— Daten zur Aufgabe —
● ● ●
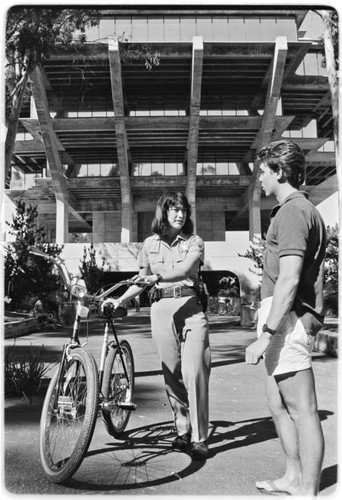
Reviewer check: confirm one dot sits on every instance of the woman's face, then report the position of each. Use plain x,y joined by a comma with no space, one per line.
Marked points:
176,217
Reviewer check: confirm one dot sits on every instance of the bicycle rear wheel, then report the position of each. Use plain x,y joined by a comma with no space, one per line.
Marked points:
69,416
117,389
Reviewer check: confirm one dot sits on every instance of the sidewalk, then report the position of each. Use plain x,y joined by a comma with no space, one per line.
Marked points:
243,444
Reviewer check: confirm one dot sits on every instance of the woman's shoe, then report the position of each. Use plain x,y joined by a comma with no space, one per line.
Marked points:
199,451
● ● ●
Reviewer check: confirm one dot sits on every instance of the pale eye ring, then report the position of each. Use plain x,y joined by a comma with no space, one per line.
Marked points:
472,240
● ● ●
Zeige alle Zeilen der Einträge, die das Wort „woman“ enthalten. Groß- und Kleinschreibung sind dabei zu beachten.

— Lösung —
Reviewer check: confirm one dot sits on every instance of the woman's face, then report the position of each. Use plain x,y joined by a comma with no space, one per line.
Reviewer check: confirm one dot sits on every instance of the woman's shoe, then report the position of each. Use plain x,y joined by a comma with no space, one per line.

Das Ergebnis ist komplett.